**Activity**
Copy the lines below as they are; omit the images they contain.

(Natural-language object grounding data)
--------
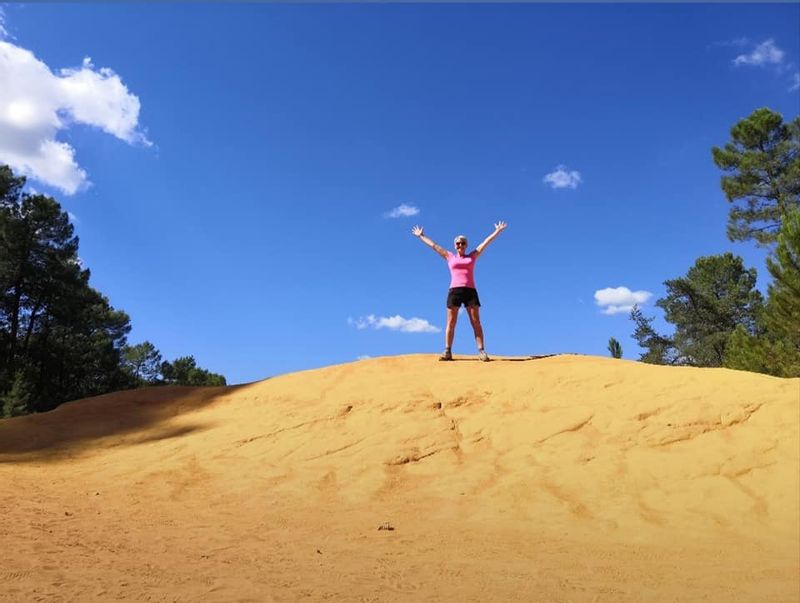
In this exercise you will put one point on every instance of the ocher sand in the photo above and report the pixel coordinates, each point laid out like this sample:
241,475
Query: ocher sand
567,478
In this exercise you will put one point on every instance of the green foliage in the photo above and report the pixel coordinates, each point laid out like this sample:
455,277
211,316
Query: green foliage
184,371
16,401
614,348
775,350
142,362
783,310
60,339
762,354
762,162
705,306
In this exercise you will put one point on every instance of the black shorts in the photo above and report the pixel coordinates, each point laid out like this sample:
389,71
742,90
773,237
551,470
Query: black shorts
462,295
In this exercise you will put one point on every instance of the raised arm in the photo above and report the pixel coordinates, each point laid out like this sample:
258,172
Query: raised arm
417,232
498,228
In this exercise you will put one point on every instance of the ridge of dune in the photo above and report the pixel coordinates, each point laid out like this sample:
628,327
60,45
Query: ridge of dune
554,463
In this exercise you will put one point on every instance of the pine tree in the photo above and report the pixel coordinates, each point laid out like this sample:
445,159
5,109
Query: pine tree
762,162
16,402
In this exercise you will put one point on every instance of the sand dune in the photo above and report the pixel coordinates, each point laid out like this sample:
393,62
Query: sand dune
568,478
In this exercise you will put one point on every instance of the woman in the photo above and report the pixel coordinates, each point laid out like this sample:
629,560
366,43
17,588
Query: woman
462,286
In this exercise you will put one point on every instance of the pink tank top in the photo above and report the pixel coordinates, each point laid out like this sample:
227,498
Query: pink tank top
462,269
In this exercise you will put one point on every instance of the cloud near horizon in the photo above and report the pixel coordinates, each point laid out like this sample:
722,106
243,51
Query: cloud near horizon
764,54
403,211
35,104
394,323
562,178
616,300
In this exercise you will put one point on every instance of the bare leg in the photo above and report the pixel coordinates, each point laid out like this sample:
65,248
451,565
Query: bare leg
475,319
450,329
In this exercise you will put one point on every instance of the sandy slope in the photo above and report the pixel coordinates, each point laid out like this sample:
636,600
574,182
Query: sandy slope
568,478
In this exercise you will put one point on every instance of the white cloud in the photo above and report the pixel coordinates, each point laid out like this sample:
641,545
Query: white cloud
403,211
616,300
764,54
394,323
35,104
740,42
561,178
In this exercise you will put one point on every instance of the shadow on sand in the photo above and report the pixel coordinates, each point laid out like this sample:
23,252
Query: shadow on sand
520,359
135,415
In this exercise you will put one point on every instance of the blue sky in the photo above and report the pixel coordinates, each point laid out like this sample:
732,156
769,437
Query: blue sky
231,168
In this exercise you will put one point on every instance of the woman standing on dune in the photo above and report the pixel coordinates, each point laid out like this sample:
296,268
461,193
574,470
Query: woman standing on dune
462,286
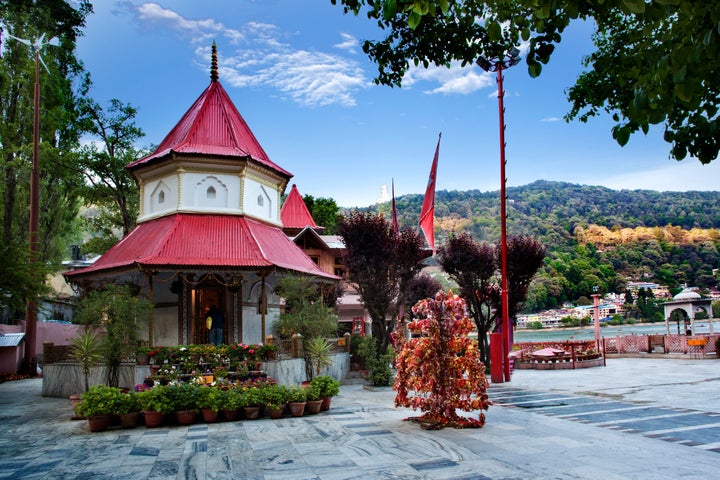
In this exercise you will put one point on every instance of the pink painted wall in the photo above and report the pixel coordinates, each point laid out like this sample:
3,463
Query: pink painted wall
57,333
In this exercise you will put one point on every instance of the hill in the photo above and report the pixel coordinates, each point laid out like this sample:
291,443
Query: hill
595,236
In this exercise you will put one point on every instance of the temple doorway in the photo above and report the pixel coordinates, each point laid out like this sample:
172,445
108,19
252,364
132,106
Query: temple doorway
205,297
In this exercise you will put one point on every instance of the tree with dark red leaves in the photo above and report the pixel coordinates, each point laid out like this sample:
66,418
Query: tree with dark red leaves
475,268
380,264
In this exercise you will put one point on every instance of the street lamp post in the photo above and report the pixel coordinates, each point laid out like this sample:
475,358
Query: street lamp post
596,316
31,304
497,64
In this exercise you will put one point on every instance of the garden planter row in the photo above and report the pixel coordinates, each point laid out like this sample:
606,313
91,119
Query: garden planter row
187,403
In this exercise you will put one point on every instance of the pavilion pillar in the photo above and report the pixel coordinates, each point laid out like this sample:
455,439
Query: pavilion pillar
263,306
151,323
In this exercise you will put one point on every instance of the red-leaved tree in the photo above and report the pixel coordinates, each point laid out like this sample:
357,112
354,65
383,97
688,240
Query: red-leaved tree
440,371
380,264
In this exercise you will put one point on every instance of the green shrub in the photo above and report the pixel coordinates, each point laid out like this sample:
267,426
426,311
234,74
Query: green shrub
127,403
297,394
183,396
329,387
275,396
379,366
254,397
155,400
209,397
313,393
99,400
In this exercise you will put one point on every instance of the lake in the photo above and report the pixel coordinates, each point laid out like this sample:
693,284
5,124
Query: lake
588,333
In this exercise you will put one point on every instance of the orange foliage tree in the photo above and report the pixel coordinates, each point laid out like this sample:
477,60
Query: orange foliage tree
440,371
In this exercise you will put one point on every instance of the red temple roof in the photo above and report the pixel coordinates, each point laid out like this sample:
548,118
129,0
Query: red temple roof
294,212
212,126
200,240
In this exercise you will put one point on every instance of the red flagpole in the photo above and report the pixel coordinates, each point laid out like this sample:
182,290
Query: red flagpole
427,213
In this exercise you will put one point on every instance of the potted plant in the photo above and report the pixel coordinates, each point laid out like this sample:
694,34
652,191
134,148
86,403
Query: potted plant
253,402
314,403
98,404
297,398
128,409
184,397
317,356
142,355
116,311
210,401
232,402
329,387
86,350
154,403
275,399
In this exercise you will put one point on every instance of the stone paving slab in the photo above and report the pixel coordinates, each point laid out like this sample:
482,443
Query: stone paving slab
364,437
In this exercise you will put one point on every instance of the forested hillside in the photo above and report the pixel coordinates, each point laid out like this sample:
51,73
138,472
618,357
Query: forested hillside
595,236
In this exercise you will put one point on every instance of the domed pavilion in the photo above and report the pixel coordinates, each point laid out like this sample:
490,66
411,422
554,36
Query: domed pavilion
209,230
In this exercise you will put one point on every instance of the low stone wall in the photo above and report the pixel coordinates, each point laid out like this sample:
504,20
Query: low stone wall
65,378
565,365
292,371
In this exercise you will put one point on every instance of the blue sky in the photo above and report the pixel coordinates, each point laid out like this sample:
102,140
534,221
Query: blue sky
296,72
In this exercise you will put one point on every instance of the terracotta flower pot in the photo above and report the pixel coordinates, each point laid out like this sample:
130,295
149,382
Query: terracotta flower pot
297,408
276,412
186,417
74,402
251,413
313,406
129,420
98,423
208,415
153,419
230,414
--------
**Solved exercise**
In this exercise you will put one point on every instance of the ocher sand in the photo above and report the pixel coordinates, each point laid out like this sample:
241,475
Query: ocher sand
567,478
In this exercise you will put one point on every instance of the green foliage in the photo above and report the pixel coordinates, each point laid out like this sample:
455,277
211,316
Query: green foliage
184,371
16,401
614,348
775,350
142,362
783,310
60,339
762,354
762,162
705,306
In this exercise you will put one point on every instance of the black shorts in the photo above and report the pixel coordinates, each point laid out like this sample:
389,71
742,90
773,237
551,470
Query: black shorts
462,295
In this exercise you will put one point on every instance of the raised arm in the photo above and report the pixel coordinates, each point laid out like this sample:
258,172
Query: raised arm
417,232
498,228
In this exercise you will put one point on every instance of the ridge of dune in the photo above and report the pixel coordinates, each point laid out like this sample:
628,327
60,45
Query: ridge of dune
554,463
In this exercise you will put one point on every instance of the pine tree in the photo above and report the pixel coordinates, each point laid out like this sample:
445,159
5,109
Query: pine tree
762,162
16,402
In this exercise you will put one point on every instance of the sand dune in the photo above and report the pixel coordinates, each point laid out like this sample:
393,62
Query: sand dune
568,478
In this exercise you will put one point on every instance of the woman in the photo above and report the pixel coordinates, each point laid out like this sample:
629,560
366,43
17,588
Query: woman
462,286
In this exercise you will put one point on every instance of the pink tank top in the photo above and report the pixel coordinates, each point laid out like this sample:
227,498
Query: pink tank top
462,269
In this exercise you will put one point on every instance of the cloud near horizon in the photo above and report the pixel coordinates, each point laid out like this sample:
722,106
243,51
Query: cloud near horizon
764,54
403,211
35,104
394,323
562,178
616,300
In this exercise you will put one point on every instance of the bare leg in the photo above and report the pixel coordinates, each point laid out like this sample:
65,248
451,565
Query: bare leg
475,319
450,329
In this exercise you will put one point on every instance of the sandy slope in the photo above and report the pixel coordinates, each point laid out like this sample:
636,600
574,182
Query: sandy slope
568,478
In this exercise you will put one point on every instance of the white cloud in the photo above and report the pixel coordinates, each point laid out like this sample:
641,545
Query: white cloud
403,211
616,300
764,54
394,323
35,104
740,42
561,178
In this exercise you will put one point on every instance of the shadow on sand in the photo above and report the pixel coordinates, each point laid out like this sample:
23,252
Query: shadow on sand
520,359
135,415
In this exercise you will put one point on every instance of the blue sky in the photo above and report the pixel coordinates, each point laid out like this sample:
732,156
769,437
Query: blue sky
231,168
In this exercise you will put one point on every instance of the woman standing on dune in the photo above and report the pixel coordinates, each point laid out like this sample:
296,268
461,193
574,470
Query: woman standing on dune
462,286
In this exercise you will put one point on every instance of the pink painted wall in the photo above and report the pixel coordinates, each point laid out like this sample:
3,463
Query: pink painted wall
57,333
In this exercise you will put one point on every instance of the hill in the photo above and report the pixel coordinates, each point laid out like this sample:
291,443
Query: hill
595,236
In this exercise you will put one point on every instance of the temple doorway in the photo above and report the pixel coordinates, each point laid out like this sample:
172,445
108,19
252,364
132,106
Query: temple doorway
205,297
In this exercise you will put one point on every instance of the tree with dark red leaves in the photo above and report the pixel coordinates, each point laid out like this sample:
66,418
Query: tree with dark red leaves
475,268
380,264
In this exercise you will put one point on every instance of the street lamp post in the photo above and report the pixel coordinates, each point laid out like this sample:
475,358
Query: street lamp post
596,316
31,304
497,64
In this exercise you will put one point on every instance of the garden planter row in the photo above and report the pixel coordinates, each point laid out like this sample:
606,313
91,119
Query: garden planter row
187,403
In this exercise you will put one point on every instance of the pavilion pillar in the photo above and report the pixel coordinates, each point laid out like this sample:
455,439
Query: pavilion pillar
263,306
151,323
In this exercise you will put one point on every instance of the red-leaved tree in the photo above and report the pixel coordinates, each point laid out like this sample:
357,112
354,65
383,97
688,240
Query: red-leaved tree
440,371
380,264
In this exercise you will put one point on every instance of the green shrub in the photo above and report the pixel coordinates, each point laid out like this sample:
267,426
426,311
234,74
Query: green shrub
127,403
297,394
183,396
329,387
275,396
379,366
254,397
155,400
209,397
313,393
99,400
In this exercise you will put one point on every instance of the lake in the photo above and report the pixel coordinates, each point laid out like this sample:
693,284
5,124
Query: lake
588,333
In this exercise you will put one point on every instance of the orange foliage tree in the photo above and report the pixel coordinates, each point laid out like this sample:
477,60
Query: orange foliage tree
440,371
In this exercise you will put one point on every instance of the red temple roof in the photo above and report the pixel coordinates, each point laid out like this sample:
548,118
129,0
Query: red temple roof
294,212
212,126
200,240
In this exercise you will put one point on every instance of the red flagpole in the photo above and report the pixel coordinates, each point laid out like this sample:
182,290
Query: red flagpole
427,213
In this exercise you will put one point on every instance of the potted plant in the photo above and report the pixel coordinates, each point laid out like this sample:
694,34
652,191
134,148
86,403
Query: potted plant
253,402
314,403
98,404
297,398
128,409
184,397
317,356
142,355
116,311
210,401
232,402
329,387
86,350
154,403
275,399
In this exercise you will put one point on every instance of the stone paving slab in the photo above and report the pixel coordinates, each point laid out like this sample:
482,443
Query: stone paving slab
364,437
In this exercise you will put one point on every instance of the forested hillside in the photo above and report the pixel coordinates, each point laid out like this sample:
51,73
138,472
618,357
Query: forested hillside
595,236
In this exercise you will put one point on every instance of the domed pavilion in the photo above and report the pixel coordinates, each point laid out like this sample:
490,66
411,422
554,36
Query: domed pavilion
209,230
In this exercise you will put one point on every instance of the low stone wall in the photo above and report the pixel coordinates, each point laid out like this sample:
504,20
Query: low stone wall
65,378
565,365
292,371
In this exercise you will put one point on every instance of the blue sky in the photo above and report the pixel coordinates, each point laid out like this sample:
102,140
534,221
Query: blue sky
296,72
In this exercise you will put one point on every instance of the terracotta flower pot in the photo above and report the pixel coordinates, each point laid out like this sample:
130,295
149,382
Query: terracotta flower pot
297,408
276,412
186,417
74,402
251,413
313,406
129,420
98,423
208,415
153,419
230,414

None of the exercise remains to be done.